Текст для чтения
▼▼▼
Бог—Царь всей земли. Этого нельзя забывать и в этом грешно сомневаться. Пойте Богу нашему, пойте; пойте Царю нашему, пойте, ибо Бог — Царь всей земли; пой­те все разумно. Бог воцарился над народами, Бог вос­сел на святом Престоле Своем (Пс. 46, 7-9). И если это помнит человек, то теперь самое время перейти к треть­ей песне любого канона. Это песня женщины, услы­шанной в молитве. У нее не было детей. Она знала сла­дость супружества, а тяжесть беременности не была ей дана. А сладость без тяжести и беззаконна, и приторна. И вот в ответ на ее молитву дан был ей сын — Самуил («Испрошенный»). И она воспела Богу песню. Это не песня спасенного народа, а песня одного помилованно­го человека. Но в ней также воспевается Господь, Кото­рый «из праха подъемлет бедного, из брения возвыша­ет нищего». Он «умерщвляет и оживляет, низводит в преисподнюю и возводит» (см.: 1 Цар. 2,1-10). Здесь Царь всей земли славится не тысячами уст одновре­менно, а всего лишь устами одного человека.

Первая песня и третья. Третья и первая. Итак, Бог преклоняет ухо к просьбам отдельного человека, но Он же и правит всем миром, соотнося частные просьбы с общей пользой. По сути, повсюду соприкасаются или переплетаются частное и общее. Плачет Давид о своем грехе или о смерти сына, увлажняет слезами постель. Это частная молитва и боль отдельного сердца. Но в то же время это боль пророка, который через боль скажет нечто на память и пользу всему миру. Получает Анна просимое, но сын ее не будет простым человеком, а од­ним из славнейших мужей истории, который и на Дави­да прольет елей царского помазания. Молится Иона во чреве морского животного, и это тоже частная молитва о спасении. Но это же одновременно и промышление о Ниневии, которую спасенный Иона должен обратить к покаянию. Это же и пророчество о Христе, поскольку роду лукавому и прелюбодейному дастся только зна­мение Ионы пророка (см.: Мф. 12,38-41). Так частное всегда связывается с общим и влияет на него.
▲▲▲
Материал задания
▼▼▼
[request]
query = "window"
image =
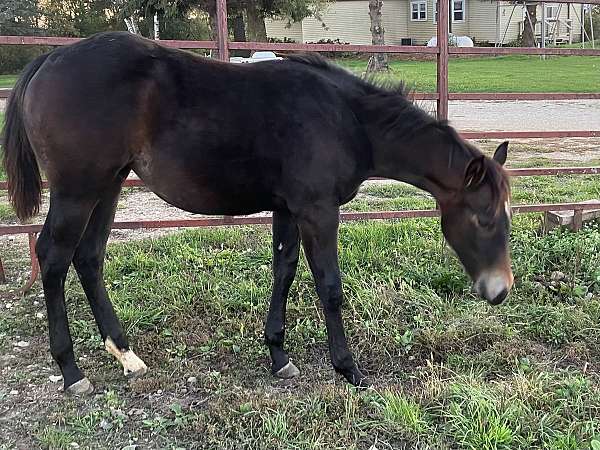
▲▲▲
Условия задания
A – Ответьте на вопросы по тексту для чтения.
(i) Как звали сына, данного женщине в ответ на ее молитву?
(ii) Где молится Иона?
(iii) Какой город спасенный Иона должен обратить к покаянию?
B – Выпишите все ссылки на библейские книги с указанием глав и стихов, приведенные в тексте для чтения.

Ответы
A –
(i) Самуил («Испрошенный»).
(ii) Во чреве морского животного.
(iii) Ниневию.

B –
Пс. 46, 7-9
1 Цар. 2,1-10
Мф. 12,38-41